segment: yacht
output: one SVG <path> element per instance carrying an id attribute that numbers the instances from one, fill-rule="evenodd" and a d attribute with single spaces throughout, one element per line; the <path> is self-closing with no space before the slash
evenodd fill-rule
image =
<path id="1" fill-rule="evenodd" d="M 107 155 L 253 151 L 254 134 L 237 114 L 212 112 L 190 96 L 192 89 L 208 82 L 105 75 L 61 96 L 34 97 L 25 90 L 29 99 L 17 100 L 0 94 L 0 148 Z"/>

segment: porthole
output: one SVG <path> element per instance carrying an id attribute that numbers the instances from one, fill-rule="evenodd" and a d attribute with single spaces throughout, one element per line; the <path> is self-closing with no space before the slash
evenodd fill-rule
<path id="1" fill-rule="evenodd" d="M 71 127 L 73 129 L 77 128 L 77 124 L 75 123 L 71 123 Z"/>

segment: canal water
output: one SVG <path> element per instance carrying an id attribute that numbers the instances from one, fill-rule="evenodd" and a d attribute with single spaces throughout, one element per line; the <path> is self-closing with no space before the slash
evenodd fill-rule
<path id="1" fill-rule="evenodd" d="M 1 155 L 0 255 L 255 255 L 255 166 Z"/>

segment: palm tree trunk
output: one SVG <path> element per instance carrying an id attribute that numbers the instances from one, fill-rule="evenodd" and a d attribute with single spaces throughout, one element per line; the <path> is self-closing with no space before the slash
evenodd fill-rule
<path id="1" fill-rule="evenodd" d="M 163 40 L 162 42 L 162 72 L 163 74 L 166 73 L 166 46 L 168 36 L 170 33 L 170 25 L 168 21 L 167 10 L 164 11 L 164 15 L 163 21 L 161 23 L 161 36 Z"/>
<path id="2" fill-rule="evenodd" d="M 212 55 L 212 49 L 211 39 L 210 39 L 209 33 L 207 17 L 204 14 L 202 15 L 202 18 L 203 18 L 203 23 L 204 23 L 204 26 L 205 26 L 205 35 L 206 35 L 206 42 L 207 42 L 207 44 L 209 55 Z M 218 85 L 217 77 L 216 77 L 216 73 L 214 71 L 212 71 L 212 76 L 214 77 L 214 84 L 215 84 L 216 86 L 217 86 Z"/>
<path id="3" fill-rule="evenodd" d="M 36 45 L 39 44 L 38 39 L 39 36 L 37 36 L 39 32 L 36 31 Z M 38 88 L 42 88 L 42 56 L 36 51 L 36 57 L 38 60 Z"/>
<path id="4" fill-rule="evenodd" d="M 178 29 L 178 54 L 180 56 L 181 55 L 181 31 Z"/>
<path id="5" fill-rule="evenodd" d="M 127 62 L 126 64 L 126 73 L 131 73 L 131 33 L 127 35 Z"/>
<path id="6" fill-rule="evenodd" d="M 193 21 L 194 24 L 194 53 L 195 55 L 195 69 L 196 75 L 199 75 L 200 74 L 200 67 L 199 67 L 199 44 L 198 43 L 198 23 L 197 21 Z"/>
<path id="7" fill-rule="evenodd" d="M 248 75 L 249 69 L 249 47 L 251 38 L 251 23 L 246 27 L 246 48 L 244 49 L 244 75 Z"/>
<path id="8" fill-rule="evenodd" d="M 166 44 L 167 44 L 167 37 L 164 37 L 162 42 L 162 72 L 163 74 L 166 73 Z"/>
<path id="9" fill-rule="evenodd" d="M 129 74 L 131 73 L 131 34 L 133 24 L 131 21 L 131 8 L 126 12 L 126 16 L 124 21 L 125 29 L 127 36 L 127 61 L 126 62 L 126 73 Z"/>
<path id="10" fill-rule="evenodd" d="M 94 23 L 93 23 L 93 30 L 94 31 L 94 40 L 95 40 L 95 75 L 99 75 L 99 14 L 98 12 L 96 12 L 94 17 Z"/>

-- Instructions to follow --
Write out every line exactly as it stands.

-- Answer for this exercise --
segment: yacht
output: one SVG <path> element per instance carrying an id attribute that numbers the instances from one, fill-rule="evenodd" and a d attribute with single spaces throughout, one element per line; the <path> is self-closing with no space before the slash
evenodd fill-rule
image =
<path id="1" fill-rule="evenodd" d="M 107 155 L 253 151 L 254 134 L 237 114 L 212 112 L 190 96 L 192 89 L 208 82 L 105 75 L 61 96 L 34 97 L 25 90 L 29 99 L 17 100 L 0 94 L 0 148 Z"/>

segment: porthole
output: one SVG <path> element per instance carrying an id attribute that numbers the instances from one, fill-rule="evenodd" and a d attribute with single spaces throughout, one element per line; the <path> is self-closing with no space before the slash
evenodd fill-rule
<path id="1" fill-rule="evenodd" d="M 71 127 L 73 129 L 77 128 L 77 124 L 75 123 L 71 123 Z"/>

segment: canal water
output: one SVG <path> element per instance carrying an id attribute that numbers the instances from one, fill-rule="evenodd" and a d attribute with single spaces throughout, one element per line; the <path> is self-closing with no space before the slash
evenodd fill-rule
<path id="1" fill-rule="evenodd" d="M 1 155 L 0 255 L 255 255 L 255 166 Z"/>

segment: palm tree trunk
output: one SVG <path> element per instance carrying an id attribute that numbers the instances from one, fill-rule="evenodd" and a d attribute with single spaces throughout, one element per line; the <path> is self-closing with no space before the slash
evenodd fill-rule
<path id="1" fill-rule="evenodd" d="M 163 40 L 162 42 L 162 72 L 163 74 L 166 73 L 166 46 L 168 36 L 170 33 L 170 25 L 168 21 L 167 10 L 164 11 L 164 15 L 163 21 L 161 23 L 161 36 Z"/>
<path id="2" fill-rule="evenodd" d="M 212 55 L 212 49 L 211 39 L 210 39 L 209 33 L 207 17 L 204 14 L 202 15 L 202 18 L 203 18 L 203 23 L 204 23 L 204 26 L 205 26 L 205 35 L 206 35 L 206 42 L 207 42 L 207 44 L 209 55 Z M 218 85 L 217 77 L 216 77 L 216 73 L 214 71 L 212 71 L 212 76 L 214 77 L 214 84 L 215 84 L 216 86 L 217 86 Z"/>
<path id="3" fill-rule="evenodd" d="M 36 45 L 39 44 L 38 39 L 39 36 L 37 36 L 39 32 L 36 31 Z M 38 88 L 42 88 L 42 56 L 36 51 L 36 57 L 38 60 Z"/>
<path id="4" fill-rule="evenodd" d="M 178 29 L 178 54 L 180 56 L 181 55 L 181 31 Z"/>
<path id="5" fill-rule="evenodd" d="M 127 62 L 126 64 L 126 73 L 131 73 L 131 33 L 127 35 Z"/>
<path id="6" fill-rule="evenodd" d="M 193 21 L 194 24 L 194 53 L 195 55 L 195 69 L 196 75 L 199 75 L 200 74 L 200 67 L 199 67 L 199 44 L 198 43 L 198 23 L 197 21 Z"/>
<path id="7" fill-rule="evenodd" d="M 248 75 L 249 69 L 249 47 L 251 38 L 251 23 L 246 27 L 246 48 L 244 49 L 244 75 Z"/>
<path id="8" fill-rule="evenodd" d="M 166 44 L 167 44 L 167 37 L 164 37 L 162 42 L 162 72 L 163 74 L 166 73 Z"/>
<path id="9" fill-rule="evenodd" d="M 129 74 L 131 73 L 131 34 L 133 24 L 131 21 L 131 8 L 126 12 L 126 16 L 124 21 L 125 29 L 127 36 L 127 61 L 126 62 L 126 73 Z"/>
<path id="10" fill-rule="evenodd" d="M 94 23 L 93 23 L 93 30 L 94 31 L 94 40 L 95 40 L 95 75 L 99 75 L 99 14 L 98 12 L 96 12 L 94 17 Z"/>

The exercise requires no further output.